J’essaye toujours d’écouter plus que je ne parle : je suis entouré de gens qui en savent plus que moi sur tout. Chaque jour j’apprends. Et chaque jour je remplace un bout d’étoffe par un autre plus juste, plus solide.
Le grand drame auquel on assiste depuis longtemps mais plus cruellement avec la pandémie est celui-ci: en savoir juste assez pour être convaincu qu’on sait tout, et pas assez pour se rendre compte qu’on ne sait à peu près rien et qu’on comprend encore moins; qu’on s’est arrêté dans l’antichambre de la science et qu’on se promène de par le monde l’esprit nues-fesses. Ce qui va parfois de pair avec cette idée qu’on peut magasiner ses experts en fonction de la vérité qu’on désire ou qui nous apaise. Comme si, dans des domaines complexes, il s’agissait de choisir bêtement des bobettes chez Walmart suivant qu’elles sont en coton ou en polyester parce l’une est plus douce que l’autre.

**Extrait de données**
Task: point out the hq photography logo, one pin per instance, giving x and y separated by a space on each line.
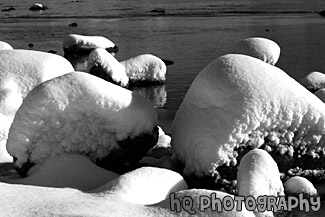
229 203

**À faire**
**1.** Recopiez le passage du texte sur le savoir qui va de « Le grand drame » jusqu'à « douce que l’autre. » inclus.
**2.** Dans le texte sur le savoir, résumez en quelques phrases le paragraphe qui commence par « Le grand drame auquel on assiste » en conservant ses idées principales.
**3.** Poursuivez le texte sur le savoir à la suite de sa dernière phrase.
Les lignes proviennent d'une autre source que le texte.

**Tâches résolues**
**1.**
Le grand drame auquel on assiste depuis longtemps mais plus cruellement avec la pandémie est celui-ci: en savoir juste assez pour être convaincu qu’on sait tout, et pas assez pour se rendre compte qu’on ne sait à peu près rien et qu’on comprend encore moins; qu’on s’est arrêté dans l’antichambre de la science et qu’on se promène de par le monde l’esprit nues-fesses. Ce qui va parfois de pair avec cette idée qu’on peut magasiner ses experts en fonction de la vérité qu’on désire ou qui nous apaise. Comme si, dans des domaines complexes, il s’agissait de choisir bêtement des bobettes chez Walmart suivant qu’elles sont en coton ou en polyester parce l’une est plus douce que l’autre.

**2.** Depuis longtemps, et plus cruellement avec la pandémie, le grand drame est d'en savoir juste assez pour se croire omniscient, sans voir qu'on ne sait presque rien et qu'on comprend encore moins. On s'arrête ainsi dans l'antichambre de la science et on va par le monde l'esprit à nu. Cela s'accompagne parfois de l'idée qu'on peut choisir ses experts selon la vérité qu'on désire ou qui rassure. On traite alors des domaines complexes comme le choix de bobettes chez Walmart, en coton ou en polyester, selon celles qui sont les plus douces.

**3.**
Ce n’est pas une question d’intelligence; c’est lié à l’incapacité de réaliser qu’on est toujours au moins à demi-nu dans le domaine des idées et des connaissances, lié à l’idée, fausse, que savoir c’est comprendre. Dans ces cas, l’humilité est un morceau de sagesse : mieux vaut ne pas claironner à hue et à dia: on pourrait rapidement nous arracher notre dernier morceau d’étoffe…
Je crois que cette sagesse devrait s’appliquer partout et pour tous… même, et je dirais encore plus, pour un prix Nobel.